Don’t Think Too Much

These days my head works overtime, filling itself up with memories, fears, complicated notions, and problems that need to be solved.

Today I need to uncomplicate the clutter in the entryway to the thinking room (what you might call a study) in the quaint little labyrinth of my stupidly dense and moronic, overworked little mind.

Today I am simply going to re-compose my 1965 letter to Santa to ask for things I should’ve wanted, rather than the junk I asked for.

Rock ’em Sock ’em Robots! Yes! Those would help me relieve that 9-year-old’s stress I earned by a foolish insistance on spelling words the way they sounded instead of the way that would get it right on Miss Mennenga’s spelling tests.

Punching things more might’ve made it easier to cope with a 9-year-old life.

## WORK TO DO
Answer these questions about "Don't Think Too Much," using only that text:
1. What might the "thinking room" be called?
2. In what year was the original letter to Santa written?
3. Whose spelling tests are mentioned?

## ITEMS
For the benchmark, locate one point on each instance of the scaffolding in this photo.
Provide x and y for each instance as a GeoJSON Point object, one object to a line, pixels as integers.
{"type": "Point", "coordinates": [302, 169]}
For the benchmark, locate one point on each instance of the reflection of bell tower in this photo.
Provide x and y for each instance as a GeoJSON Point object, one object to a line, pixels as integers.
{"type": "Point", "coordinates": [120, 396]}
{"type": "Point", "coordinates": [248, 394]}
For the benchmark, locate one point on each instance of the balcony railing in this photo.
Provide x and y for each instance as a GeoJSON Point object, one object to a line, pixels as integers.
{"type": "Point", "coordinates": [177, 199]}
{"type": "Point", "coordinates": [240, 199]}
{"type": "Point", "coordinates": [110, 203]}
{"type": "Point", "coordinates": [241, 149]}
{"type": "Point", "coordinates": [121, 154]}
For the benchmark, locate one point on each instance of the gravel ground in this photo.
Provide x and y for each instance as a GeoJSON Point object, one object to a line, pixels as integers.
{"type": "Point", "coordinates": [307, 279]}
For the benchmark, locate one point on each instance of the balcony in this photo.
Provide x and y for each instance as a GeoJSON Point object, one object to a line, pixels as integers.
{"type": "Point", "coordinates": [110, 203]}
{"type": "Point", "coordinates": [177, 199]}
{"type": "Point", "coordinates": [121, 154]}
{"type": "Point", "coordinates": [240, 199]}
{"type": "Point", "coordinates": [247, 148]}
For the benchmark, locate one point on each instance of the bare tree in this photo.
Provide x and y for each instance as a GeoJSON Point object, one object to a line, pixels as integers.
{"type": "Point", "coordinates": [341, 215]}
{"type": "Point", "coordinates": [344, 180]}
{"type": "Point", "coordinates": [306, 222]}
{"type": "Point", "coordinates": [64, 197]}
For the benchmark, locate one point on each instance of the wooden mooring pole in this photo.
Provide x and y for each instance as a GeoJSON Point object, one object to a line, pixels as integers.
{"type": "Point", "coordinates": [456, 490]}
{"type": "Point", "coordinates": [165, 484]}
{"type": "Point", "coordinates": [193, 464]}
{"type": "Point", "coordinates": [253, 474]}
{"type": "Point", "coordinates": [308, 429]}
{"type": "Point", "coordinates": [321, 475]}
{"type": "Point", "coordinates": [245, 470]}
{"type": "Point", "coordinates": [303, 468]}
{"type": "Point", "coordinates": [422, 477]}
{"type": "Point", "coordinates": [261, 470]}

## FINISHED EXERCISE
1. A study.
2. 1965.
3. Miss Mennenga's.